Short exercise
Can you give the listing below as a JSON list of strings, with one string for each line and any blank lines left out?

---------- Records for this task ----------

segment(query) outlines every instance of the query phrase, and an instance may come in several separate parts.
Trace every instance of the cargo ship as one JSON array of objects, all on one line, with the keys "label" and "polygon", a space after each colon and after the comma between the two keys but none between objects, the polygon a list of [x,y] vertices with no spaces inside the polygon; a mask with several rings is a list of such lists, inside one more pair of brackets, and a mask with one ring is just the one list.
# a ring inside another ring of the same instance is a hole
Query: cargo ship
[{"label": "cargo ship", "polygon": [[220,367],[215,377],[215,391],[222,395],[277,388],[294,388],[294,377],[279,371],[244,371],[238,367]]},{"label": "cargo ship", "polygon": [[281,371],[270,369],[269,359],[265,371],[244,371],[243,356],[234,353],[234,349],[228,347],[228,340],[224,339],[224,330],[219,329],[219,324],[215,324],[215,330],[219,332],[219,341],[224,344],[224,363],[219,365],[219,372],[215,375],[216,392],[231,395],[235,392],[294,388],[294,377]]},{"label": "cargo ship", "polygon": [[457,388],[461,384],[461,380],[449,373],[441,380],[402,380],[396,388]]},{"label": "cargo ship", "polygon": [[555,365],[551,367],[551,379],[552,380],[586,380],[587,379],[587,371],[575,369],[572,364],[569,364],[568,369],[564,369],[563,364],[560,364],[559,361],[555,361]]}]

----------

Exercise solution
[
  "segment(query) outlines every instance of the query phrase, and an instance may come in several separate parts.",
  "Trace every instance of the cargo ship as one JSON array of objects, all on one line, with the keys \"label\" and \"polygon\", a space after each colon and after the comma between the two keys but none between objects, the polygon a list of [x,y] vertices with no spaces inside the polygon; a mask with several rings is a list of such lists, inside one more pair of brackets, and a mask with one ring is just the one list.",
  "# a ring inside another ring of the same instance is a hole",
  "Query: cargo ship",
  "[{\"label\": \"cargo ship\", \"polygon\": [[220,367],[215,377],[215,391],[222,395],[277,388],[294,388],[294,377],[279,371],[244,371],[238,367]]},{\"label\": \"cargo ship\", \"polygon\": [[281,371],[270,369],[269,359],[265,371],[244,371],[243,356],[234,353],[234,349],[228,347],[228,340],[224,339],[224,330],[219,329],[219,324],[215,324],[215,330],[219,332],[219,341],[224,344],[224,363],[219,365],[219,372],[215,375],[216,392],[231,395],[235,392],[294,388],[294,377]]},{\"label\": \"cargo ship\", \"polygon\": [[457,388],[461,384],[461,380],[449,373],[441,380],[402,380],[396,388]]},{\"label\": \"cargo ship\", \"polygon\": [[555,365],[551,367],[551,379],[552,380],[586,380],[587,379],[587,371],[575,369],[572,364],[569,364],[568,369],[564,369],[563,364],[560,364],[559,361],[555,361]]}]"
]